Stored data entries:
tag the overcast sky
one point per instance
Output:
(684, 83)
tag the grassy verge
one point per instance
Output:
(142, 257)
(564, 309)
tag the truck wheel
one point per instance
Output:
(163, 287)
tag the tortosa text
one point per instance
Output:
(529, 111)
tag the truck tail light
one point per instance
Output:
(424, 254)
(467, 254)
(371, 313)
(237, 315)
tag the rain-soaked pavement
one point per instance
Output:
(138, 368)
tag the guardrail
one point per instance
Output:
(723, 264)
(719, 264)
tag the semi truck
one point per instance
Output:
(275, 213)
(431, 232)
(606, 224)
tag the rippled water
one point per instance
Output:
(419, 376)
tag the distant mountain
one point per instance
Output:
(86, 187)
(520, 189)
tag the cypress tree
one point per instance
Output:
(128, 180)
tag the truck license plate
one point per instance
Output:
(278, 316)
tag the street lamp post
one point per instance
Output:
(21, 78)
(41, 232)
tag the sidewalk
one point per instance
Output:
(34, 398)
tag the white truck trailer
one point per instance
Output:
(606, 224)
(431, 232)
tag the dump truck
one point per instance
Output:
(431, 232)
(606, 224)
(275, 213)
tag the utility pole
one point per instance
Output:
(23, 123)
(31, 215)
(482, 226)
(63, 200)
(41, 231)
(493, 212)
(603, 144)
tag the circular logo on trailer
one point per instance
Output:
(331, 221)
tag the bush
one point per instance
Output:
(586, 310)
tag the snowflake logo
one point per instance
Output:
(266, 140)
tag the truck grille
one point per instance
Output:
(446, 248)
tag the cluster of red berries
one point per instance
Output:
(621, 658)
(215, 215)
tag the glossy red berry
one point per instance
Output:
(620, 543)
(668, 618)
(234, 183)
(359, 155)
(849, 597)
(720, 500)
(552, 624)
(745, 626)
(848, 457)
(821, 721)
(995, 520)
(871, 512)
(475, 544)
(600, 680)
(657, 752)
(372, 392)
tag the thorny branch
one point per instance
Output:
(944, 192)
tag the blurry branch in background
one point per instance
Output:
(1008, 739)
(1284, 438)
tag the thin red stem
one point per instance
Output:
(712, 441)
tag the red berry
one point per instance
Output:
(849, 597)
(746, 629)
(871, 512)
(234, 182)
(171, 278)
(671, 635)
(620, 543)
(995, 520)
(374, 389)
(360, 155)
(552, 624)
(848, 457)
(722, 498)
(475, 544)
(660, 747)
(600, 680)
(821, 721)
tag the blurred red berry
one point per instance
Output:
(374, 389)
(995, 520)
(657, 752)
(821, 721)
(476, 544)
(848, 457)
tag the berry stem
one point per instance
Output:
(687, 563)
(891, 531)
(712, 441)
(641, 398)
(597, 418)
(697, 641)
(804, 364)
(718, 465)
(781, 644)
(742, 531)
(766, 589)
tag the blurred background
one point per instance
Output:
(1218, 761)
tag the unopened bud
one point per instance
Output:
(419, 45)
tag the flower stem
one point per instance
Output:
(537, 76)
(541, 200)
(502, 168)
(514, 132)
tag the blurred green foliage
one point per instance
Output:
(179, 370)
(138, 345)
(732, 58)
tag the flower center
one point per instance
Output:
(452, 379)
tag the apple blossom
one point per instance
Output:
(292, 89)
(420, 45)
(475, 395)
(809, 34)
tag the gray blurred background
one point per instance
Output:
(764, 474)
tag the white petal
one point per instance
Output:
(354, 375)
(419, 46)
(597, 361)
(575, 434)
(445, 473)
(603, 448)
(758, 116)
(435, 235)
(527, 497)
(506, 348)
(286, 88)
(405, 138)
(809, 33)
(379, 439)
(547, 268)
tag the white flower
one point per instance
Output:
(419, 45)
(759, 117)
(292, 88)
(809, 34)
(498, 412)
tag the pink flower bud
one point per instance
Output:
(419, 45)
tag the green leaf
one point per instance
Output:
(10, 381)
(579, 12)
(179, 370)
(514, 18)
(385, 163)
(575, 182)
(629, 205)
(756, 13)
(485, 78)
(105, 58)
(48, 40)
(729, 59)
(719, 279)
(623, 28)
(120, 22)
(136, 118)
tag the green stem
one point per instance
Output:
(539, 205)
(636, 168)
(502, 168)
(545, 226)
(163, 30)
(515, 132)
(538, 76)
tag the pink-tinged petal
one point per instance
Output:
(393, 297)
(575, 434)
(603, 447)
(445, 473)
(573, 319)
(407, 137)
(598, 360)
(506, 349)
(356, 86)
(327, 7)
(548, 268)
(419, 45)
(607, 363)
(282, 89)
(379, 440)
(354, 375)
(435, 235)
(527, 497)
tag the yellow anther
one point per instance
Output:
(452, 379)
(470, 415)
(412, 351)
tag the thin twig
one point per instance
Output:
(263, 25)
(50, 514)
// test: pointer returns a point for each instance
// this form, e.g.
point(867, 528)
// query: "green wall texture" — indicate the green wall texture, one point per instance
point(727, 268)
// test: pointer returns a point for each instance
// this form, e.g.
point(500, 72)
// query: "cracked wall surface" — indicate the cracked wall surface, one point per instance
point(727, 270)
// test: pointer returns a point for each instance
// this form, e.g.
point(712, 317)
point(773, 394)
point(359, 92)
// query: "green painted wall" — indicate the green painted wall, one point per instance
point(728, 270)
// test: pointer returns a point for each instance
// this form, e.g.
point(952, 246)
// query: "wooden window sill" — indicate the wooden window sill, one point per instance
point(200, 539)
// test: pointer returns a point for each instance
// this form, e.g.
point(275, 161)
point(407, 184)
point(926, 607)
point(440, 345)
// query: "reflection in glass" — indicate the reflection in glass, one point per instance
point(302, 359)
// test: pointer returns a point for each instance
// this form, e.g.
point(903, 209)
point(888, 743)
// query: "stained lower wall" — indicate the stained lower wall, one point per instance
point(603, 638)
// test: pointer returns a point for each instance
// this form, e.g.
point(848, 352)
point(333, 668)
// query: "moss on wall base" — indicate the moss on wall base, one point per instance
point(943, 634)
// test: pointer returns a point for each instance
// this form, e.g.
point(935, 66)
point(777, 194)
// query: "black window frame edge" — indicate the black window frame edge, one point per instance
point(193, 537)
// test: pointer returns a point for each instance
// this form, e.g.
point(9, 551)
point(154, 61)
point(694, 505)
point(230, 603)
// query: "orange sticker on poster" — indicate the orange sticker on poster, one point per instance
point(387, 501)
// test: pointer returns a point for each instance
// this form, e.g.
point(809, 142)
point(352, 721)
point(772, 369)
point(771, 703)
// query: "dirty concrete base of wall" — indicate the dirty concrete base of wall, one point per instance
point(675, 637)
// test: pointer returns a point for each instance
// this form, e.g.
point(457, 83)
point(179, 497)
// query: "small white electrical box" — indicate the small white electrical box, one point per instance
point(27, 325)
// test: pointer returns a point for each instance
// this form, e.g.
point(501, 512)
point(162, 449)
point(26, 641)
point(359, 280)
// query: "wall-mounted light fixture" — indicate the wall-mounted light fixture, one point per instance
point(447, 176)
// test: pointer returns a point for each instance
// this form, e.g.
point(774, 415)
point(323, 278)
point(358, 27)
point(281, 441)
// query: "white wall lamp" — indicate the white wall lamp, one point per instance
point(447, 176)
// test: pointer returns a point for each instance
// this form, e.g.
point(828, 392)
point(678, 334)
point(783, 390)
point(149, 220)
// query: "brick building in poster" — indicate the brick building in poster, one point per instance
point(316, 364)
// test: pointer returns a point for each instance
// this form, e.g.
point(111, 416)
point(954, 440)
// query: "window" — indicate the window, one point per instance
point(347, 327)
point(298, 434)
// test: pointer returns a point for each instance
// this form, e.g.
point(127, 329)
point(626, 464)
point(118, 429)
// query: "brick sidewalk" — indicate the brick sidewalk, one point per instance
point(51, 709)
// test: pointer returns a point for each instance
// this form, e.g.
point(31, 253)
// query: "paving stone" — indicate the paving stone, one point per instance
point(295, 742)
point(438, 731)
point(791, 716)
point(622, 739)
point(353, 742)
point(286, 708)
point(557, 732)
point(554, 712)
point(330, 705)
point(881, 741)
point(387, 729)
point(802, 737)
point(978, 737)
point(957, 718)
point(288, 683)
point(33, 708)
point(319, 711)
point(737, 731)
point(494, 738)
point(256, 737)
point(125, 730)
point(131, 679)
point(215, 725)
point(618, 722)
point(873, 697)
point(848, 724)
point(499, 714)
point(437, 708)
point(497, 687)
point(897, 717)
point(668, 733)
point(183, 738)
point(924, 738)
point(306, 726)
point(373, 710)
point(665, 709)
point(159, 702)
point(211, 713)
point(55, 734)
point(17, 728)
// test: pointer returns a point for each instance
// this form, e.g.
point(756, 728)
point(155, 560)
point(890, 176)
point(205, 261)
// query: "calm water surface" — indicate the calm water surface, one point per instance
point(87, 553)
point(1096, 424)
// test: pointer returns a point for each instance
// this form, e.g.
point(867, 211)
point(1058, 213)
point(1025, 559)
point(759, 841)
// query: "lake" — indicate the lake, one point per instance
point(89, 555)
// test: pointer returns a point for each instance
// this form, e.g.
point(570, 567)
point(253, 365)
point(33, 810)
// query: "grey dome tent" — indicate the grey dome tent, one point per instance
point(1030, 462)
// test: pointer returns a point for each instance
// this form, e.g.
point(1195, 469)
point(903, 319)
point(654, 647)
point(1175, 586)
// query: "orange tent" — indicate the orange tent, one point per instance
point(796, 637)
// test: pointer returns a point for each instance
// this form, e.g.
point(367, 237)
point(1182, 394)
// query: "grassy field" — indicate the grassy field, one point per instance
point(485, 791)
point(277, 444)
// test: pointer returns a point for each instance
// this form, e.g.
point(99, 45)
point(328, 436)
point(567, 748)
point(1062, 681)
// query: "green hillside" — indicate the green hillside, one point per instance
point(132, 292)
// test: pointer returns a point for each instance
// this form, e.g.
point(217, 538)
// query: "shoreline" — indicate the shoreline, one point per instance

Assignment: Copy out the range of lines above starting at the line with "point(281, 441)" and ending at the line with "point(31, 253)", exactly and including both.

Expected answer:
point(281, 441)
// query: "white wall lamp" — indicate the white wall lamp, one point per instance
point(447, 176)
// test: pointer returns a point for each instance
// this form, e.g.
point(828, 392)
point(678, 334)
point(783, 390)
point(149, 220)
// query: "brick building in poster" — indicate the brick building in poster, one point per instance
point(316, 364)
// test: pointer returns a point for each instance
// this form, e.g.
point(111, 416)
point(954, 440)
// query: "window" — indicate the window, one point per instance
point(347, 327)
point(298, 434)
// test: pointer returns a point for each instance
// this form, e.g.
point(127, 329)
point(626, 464)
point(118, 429)
// query: "brick sidewalk" — indicate the brick sidewalk, one point per instance
point(51, 709)
// test: pointer returns a point for each instance
// this form, e.g.
point(31, 253)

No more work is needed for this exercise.